Task to carry out
Reproduce the part of the text on monitoring dashboard charts starting with "Errors are discrete" and going on through "can never capture.".

Document extract
Requests panel can be used to visualize how many request your system processes over time. A line chart works best here because it highlights spikes, surges, and dips clearly. When paired with COUNT(_timestamp) on the Y-axis (which basically counts the number of records), it shows whether load is increasing, decreasing, or behaving abnormally.
Recommended setup
Note: You can filter based on different fields.

Errors are discrete events and often cluster in bursts. A line/bar chart makes these bursts immediately visible, especially when time buckets are small.
Recommended setup
http_status_code > = 500
Latency is inherently continuous and best understood as a trend. A line chart emphasizes changes in performance over time and makes it easy to spot gradual degradation or sharp spikes.
For duration data, percentiles such as p95 or p99 are ideal. When plotted over time buckets, these show tail-latency behavior that averages can never capture.

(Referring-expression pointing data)
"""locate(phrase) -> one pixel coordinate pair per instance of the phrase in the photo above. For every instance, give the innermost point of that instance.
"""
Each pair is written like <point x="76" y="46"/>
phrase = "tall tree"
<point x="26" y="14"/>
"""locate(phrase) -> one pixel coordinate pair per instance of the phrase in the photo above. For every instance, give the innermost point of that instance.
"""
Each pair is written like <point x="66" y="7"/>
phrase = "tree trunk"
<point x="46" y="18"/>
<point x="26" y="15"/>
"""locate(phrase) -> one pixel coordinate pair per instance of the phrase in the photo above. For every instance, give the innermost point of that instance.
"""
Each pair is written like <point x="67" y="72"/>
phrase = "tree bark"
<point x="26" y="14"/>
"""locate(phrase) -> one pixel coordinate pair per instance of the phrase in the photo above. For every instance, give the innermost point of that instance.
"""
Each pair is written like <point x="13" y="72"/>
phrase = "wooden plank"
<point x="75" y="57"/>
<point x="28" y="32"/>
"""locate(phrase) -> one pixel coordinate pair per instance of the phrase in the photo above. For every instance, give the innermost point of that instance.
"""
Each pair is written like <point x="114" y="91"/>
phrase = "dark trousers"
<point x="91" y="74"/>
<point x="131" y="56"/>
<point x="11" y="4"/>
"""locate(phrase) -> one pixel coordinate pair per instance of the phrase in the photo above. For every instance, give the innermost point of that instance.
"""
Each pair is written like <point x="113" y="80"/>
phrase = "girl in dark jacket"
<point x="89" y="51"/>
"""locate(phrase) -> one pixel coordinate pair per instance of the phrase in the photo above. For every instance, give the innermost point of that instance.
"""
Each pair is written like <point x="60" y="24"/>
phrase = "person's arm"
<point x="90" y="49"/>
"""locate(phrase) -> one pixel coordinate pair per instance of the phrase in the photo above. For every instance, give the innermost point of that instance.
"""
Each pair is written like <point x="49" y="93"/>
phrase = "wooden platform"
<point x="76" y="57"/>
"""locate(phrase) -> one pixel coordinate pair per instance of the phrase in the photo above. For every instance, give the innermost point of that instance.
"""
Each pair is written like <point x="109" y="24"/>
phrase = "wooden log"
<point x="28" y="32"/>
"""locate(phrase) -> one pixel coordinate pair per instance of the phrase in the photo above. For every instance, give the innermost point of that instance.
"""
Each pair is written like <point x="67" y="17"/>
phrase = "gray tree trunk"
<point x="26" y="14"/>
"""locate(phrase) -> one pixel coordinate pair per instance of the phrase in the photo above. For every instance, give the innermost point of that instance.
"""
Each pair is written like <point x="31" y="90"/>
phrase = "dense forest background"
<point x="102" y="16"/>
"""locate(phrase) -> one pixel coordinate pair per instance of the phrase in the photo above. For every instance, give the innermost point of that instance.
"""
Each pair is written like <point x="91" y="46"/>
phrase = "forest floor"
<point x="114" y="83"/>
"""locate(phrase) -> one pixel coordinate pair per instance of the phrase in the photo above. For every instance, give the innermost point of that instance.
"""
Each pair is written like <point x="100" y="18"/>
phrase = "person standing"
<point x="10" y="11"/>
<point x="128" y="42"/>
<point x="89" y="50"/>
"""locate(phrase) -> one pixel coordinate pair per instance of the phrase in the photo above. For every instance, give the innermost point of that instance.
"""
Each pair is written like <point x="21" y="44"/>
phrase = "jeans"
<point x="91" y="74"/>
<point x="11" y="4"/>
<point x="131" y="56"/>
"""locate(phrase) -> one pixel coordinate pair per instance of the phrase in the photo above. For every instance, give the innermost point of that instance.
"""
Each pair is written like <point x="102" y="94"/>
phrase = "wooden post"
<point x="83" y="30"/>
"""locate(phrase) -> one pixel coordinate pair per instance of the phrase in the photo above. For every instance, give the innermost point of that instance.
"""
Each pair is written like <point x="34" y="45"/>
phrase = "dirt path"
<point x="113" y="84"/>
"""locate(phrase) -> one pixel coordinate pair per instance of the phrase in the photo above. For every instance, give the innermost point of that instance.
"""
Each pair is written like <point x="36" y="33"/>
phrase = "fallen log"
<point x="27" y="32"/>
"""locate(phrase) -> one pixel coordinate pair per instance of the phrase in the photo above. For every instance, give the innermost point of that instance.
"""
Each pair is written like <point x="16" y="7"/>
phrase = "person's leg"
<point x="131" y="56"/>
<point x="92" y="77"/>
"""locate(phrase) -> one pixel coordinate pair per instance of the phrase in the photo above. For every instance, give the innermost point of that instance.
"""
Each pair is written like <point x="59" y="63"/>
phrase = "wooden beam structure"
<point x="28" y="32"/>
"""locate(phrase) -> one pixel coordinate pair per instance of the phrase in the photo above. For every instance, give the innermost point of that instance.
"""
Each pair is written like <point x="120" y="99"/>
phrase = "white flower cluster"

Solution to this task
Errors are discrete events and often cluster in bursts. A line/bar chart makes these bursts immediately visible, especially when time buckets are small.
Recommended setup
http_status_code > = 500
Latency is inherently continuous and best understood as a trend. A line chart emphasizes changes in performance over time and makes it easy to spot gradual degradation or sharp spikes.
For duration data, percentiles such as p95 or p99 are ideal. When plotted over time buckets, these show tail-latency behavior that averages can never capture.